¿Puedes reescribir completas, sin omitir ninguna, las líneas del listado desde la que contiene "object_class = wrinkled skin" hasta la que contiene "[236,111,300,300]", ambas incluidas, desplazando en -142 cada coordenada de las respuestas?

■ **Datos de la tarea**
====

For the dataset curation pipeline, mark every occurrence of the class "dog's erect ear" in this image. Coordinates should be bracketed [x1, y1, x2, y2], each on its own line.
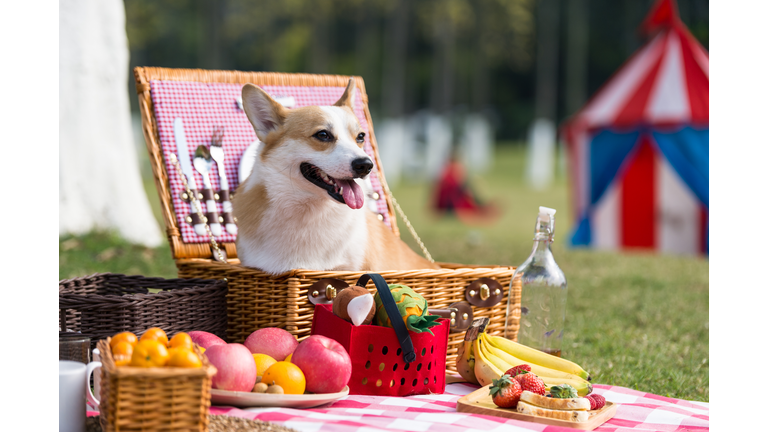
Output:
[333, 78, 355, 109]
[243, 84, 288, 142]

====

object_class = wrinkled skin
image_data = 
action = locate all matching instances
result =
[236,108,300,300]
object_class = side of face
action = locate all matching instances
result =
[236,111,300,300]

====

■ **Resultado del ejercicio**
object_class = wrinkled skin
image_data = 
action = locate all matching instances
result =
[94,-34,158,158]
object_class = side of face
action = locate all matching instances
result =
[94,-31,158,158]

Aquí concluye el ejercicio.